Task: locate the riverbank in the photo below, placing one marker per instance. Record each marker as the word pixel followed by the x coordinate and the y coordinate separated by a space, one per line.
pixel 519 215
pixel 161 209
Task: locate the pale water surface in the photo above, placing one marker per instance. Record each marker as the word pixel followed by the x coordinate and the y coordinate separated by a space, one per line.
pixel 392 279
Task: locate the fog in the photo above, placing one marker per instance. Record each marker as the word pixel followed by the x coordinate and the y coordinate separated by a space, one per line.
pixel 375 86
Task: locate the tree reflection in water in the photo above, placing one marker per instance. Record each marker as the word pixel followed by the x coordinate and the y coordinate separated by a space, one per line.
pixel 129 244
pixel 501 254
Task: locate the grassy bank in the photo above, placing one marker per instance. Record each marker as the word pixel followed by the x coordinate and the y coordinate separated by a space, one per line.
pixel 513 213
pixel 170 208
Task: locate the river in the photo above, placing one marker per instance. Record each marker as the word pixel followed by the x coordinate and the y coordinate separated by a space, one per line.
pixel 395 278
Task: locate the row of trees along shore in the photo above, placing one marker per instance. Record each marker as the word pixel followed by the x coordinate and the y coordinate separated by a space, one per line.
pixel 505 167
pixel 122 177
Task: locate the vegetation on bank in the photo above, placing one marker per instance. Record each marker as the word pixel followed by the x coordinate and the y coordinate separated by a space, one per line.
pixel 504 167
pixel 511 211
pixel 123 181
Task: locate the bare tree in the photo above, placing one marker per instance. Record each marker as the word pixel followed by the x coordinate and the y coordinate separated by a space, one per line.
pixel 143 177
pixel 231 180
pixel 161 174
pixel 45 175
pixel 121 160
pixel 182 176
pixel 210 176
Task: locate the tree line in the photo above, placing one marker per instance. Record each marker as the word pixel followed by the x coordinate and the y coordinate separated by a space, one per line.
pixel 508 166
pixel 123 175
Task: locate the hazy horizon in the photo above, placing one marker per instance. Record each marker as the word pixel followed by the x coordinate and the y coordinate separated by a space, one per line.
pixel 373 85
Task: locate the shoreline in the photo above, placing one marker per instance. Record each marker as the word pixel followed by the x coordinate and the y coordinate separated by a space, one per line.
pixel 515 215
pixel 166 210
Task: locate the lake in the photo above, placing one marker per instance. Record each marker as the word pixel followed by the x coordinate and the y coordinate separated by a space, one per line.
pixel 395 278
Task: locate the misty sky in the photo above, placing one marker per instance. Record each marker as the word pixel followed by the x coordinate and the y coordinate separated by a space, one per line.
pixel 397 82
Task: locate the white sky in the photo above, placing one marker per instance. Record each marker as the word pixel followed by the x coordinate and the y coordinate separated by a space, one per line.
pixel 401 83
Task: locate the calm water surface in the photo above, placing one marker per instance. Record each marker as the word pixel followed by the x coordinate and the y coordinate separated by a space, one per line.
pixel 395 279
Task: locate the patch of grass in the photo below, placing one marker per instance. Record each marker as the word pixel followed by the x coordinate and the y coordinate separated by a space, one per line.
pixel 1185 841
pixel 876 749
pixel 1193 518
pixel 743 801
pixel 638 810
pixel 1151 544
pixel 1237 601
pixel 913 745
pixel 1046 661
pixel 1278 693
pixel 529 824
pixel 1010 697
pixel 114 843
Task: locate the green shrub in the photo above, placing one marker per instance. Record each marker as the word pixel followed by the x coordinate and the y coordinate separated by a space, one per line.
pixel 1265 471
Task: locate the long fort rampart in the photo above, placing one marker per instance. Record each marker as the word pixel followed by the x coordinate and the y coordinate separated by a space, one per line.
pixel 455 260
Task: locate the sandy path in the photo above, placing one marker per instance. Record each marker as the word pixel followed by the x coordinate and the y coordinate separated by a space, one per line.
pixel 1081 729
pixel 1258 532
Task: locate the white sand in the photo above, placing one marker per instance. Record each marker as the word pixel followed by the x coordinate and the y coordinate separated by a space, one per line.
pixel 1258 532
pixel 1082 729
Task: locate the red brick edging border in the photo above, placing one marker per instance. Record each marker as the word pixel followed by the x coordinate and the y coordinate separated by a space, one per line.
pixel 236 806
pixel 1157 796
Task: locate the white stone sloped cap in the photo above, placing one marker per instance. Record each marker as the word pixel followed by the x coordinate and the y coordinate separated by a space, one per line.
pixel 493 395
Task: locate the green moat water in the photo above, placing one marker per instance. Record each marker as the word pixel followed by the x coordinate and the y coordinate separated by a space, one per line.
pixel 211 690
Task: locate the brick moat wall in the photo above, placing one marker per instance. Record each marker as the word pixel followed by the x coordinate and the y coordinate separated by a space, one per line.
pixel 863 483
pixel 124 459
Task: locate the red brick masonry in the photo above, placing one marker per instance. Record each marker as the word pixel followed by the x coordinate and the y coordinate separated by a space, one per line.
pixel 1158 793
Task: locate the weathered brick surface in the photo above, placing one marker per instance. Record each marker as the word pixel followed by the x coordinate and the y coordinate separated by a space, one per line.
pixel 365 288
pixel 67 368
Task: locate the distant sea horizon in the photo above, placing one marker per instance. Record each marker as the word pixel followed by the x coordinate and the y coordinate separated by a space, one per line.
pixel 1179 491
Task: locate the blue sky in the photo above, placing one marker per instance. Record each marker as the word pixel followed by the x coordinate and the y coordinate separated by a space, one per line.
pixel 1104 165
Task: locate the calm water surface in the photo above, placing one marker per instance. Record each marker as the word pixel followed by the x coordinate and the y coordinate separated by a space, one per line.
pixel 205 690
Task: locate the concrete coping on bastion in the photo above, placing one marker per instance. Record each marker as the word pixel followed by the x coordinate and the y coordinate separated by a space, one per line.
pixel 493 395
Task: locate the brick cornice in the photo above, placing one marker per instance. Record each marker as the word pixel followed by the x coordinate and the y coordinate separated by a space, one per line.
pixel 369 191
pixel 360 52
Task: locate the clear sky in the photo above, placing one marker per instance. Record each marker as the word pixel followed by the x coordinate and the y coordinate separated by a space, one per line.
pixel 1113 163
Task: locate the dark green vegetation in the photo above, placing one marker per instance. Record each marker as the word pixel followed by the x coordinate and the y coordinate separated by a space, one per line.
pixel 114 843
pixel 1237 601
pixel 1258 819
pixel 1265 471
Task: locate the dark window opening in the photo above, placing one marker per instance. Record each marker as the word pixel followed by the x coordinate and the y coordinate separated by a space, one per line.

----------------------------------------

Brief: Reproduce the listing above line for line, with no changes to wording or order.

Answer:
Task: locate the riverbank in the photo below, placing one marker per instance. Record each marker as the word pixel followed by the x coordinate and the y coordinate separated by a space, one per line.
pixel 519 215
pixel 161 209
Task: locate the pale water surface in the photo above, placing one marker per instance. Record each marker as the word pixel followed by the x coordinate and the y coordinate separated by a space, one per line.
pixel 392 279
Task: locate the fog in the photo above, placing one marker per instance. Record each marker as the word pixel followed by the x coordinate and the y coordinate separated by a space, one per line.
pixel 375 86
Task: locate the tree reflection in water in the photo above, placing one marker per instance. Record each marker as the word pixel followed by the x coordinate and the y coordinate separated by a space, one per line.
pixel 129 244
pixel 501 254
Task: locate the grassy bank in the photo above, placing one marker per instance. Record each marker as the word pixel followed by the x coordinate and the y coordinate separated by a space, one per line.
pixel 513 213
pixel 170 208
Task: locate the river in the photo above, placing one marker per instance. Record each marker as the word pixel followed by the x coordinate and the y coordinate separated by a space, one per line.
pixel 395 278
Task: locate the row of trees along shore in the photo above, placing one marker per instance. Record each marker as the word pixel followed by the x coordinate and the y coordinate separated by a space, one per line.
pixel 505 167
pixel 122 177
Task: locate the vegetation on bank in the photo above, placing one marker per instance. Record each marker as the word pixel followed by the x coordinate and the y coordinate separated by a space, one per line.
pixel 504 167
pixel 511 211
pixel 123 181
Task: locate the bare tree in the photo above, placing one marker per instance. Record each marker as the word pixel followed by the x coordinate and the y coordinate separated by a space, one per line.
pixel 143 177
pixel 231 180
pixel 161 174
pixel 45 175
pixel 121 160
pixel 182 176
pixel 210 176
Task: locate the tree line in the photo above, placing one marker per instance. Record each marker as the word pixel followed by the x coordinate and the y coordinate separated by a space, one per line.
pixel 508 166
pixel 123 175
Task: locate the hazy horizon in the photo above, placing one marker per instance. Record each marker as the word pixel followed by the x coordinate and the y coordinate separated by a space, one per line.
pixel 373 85
Task: locate the shoreline in the photo above, placing one marker per instance. Record each marker as the word pixel followed by the x coordinate and the y coordinate separated by a space, one per line.
pixel 515 215
pixel 166 210
Task: locate the lake in the photo above, placing one marker per instance. Record each marker as the word pixel followed by the x coordinate and the y coordinate separated by a space, one per line.
pixel 395 278
Task: locate the misty sky in the photo above, placing one marker per instance. Record each marker as the word pixel followed by the x coordinate and the y coordinate separated by a space, one per line.
pixel 397 82
Task: locate the white sky in the photo above, placing one marker per instance. Record each marker as the word pixel followed by the x coordinate and the y coordinate separated by a space, one per line.
pixel 401 83
Task: locate the calm water surface in the photo above, placing one marker per instance. Record each marker as the word pixel followed by the x coordinate and the y coordinate separated by a space, one per line.
pixel 395 279
Task: locate the patch of grass in the photo below, placing one marker per instance. Record each marker as the word pixel followed by the x coordinate and the y coordinate separated by a space, one per line.
pixel 1185 841
pixel 876 749
pixel 1193 518
pixel 743 801
pixel 638 810
pixel 1151 544
pixel 1237 601
pixel 913 745
pixel 1046 661
pixel 1278 693
pixel 529 824
pixel 1010 697
pixel 114 843
Task: locate the green shrub in the photo above, placing one marker per instance. Record each marker as the word pixel followed by the x coordinate and the y coordinate separated by a space, one per line.
pixel 1265 471
Task: locate the long fort rampart in the photo above, placing one marker per instance. Record each marker as the word pixel followed by the x coordinate and the y coordinate separated by a space, one per line.
pixel 455 260
Task: locate the sandy path in the photo above, placing one marker per instance. Record each marker as the word pixel followed by the x coordinate and the y coordinate separated by a space, one per line.
pixel 1081 729
pixel 1258 532
Task: locate the white sand in the photo above, placing one marker per instance. Record each marker as the word pixel followed by the x coordinate and the y coordinate separated by a space, one per line.
pixel 1258 532
pixel 1082 729
Task: locate the red brick edging border in the photo above, placing one marker per instance. Record each marker as the word pixel followed by the x coordinate and the y coordinate separated by a space, one per line.
pixel 236 806
pixel 1157 796
Task: locate the white stone sloped cap in the photo above, placing one marker per instance. Record each marker as the word pixel followed by the x coordinate and the y coordinate separated by a space, one per line.
pixel 493 395
Task: locate the green moat water in the photo above, placing one marker per instance. Record each marker as the word pixel followed by the x coordinate and the y coordinate separated by a space, one per line.
pixel 211 690
Task: locate the brick moat wall in the photo above, placing one marker per instance. Record each marker as the word pixel followed by the x coordinate and the y coordinate separated by a space, one per line.
pixel 863 483
pixel 124 459
Task: locate the red brick masonry in the photo above, placing one marker per instance. Record each marker as the word pixel followed by the x coordinate and the y coordinate separated by a space, one per line.
pixel 1158 793
Task: locate the weathered brick surface in the photo above, placing one marker per instance. Record each marker as the word pixel followed by the x coordinate and the y coordinate separated by a space, one per line.
pixel 365 288
pixel 67 368
Task: locate the distant sea horizon in the photo above, placing one marker per instance. Record each marker as the word pixel followed by the x coordinate and the y coordinate separated by a space, one per line.
pixel 1179 491
Task: locate the blue sky in the photo above, placing one marker per instance. Record each marker as the word pixel followed by the x coordinate and the y coordinate separated by a space, one per line.
pixel 1104 165
Task: locate the calm water surface in the photo above, placing one marker per instance. Record each marker as the word pixel followed by the x coordinate and the y coordinate separated by a space, one per line.
pixel 205 690
Task: locate the concrete coping on bastion in the photo above, placing one marker per instance. Record each marker as the word pixel followed by the x coordinate and the y coordinate separated by a space, one per line.
pixel 493 395
Task: locate the brick cornice in the photo above, placing one marker per instance. Record each marker as the word pixel followed by the x coordinate and the y coordinate separated by a space, one per line.
pixel 369 191
pixel 360 52
Task: locate the clear sky in the photo above, placing one marker per instance. Record each marker as the word pixel followed by the x coordinate and the y coordinate separated by a space, one per line.
pixel 1113 163
Task: locate the dark green vegetation in the photo above, placing one marker per instance. Record each marker as the word pixel followed by the x coordinate and the y coordinate separated by a space, one per line.
pixel 114 843
pixel 1237 601
pixel 1258 819
pixel 1265 471
Task: locate the dark window opening in the photo above, placing one marker per instance. Record each marker as the word pixel followed by the x coordinate and the y coordinate separated by a space, one per line.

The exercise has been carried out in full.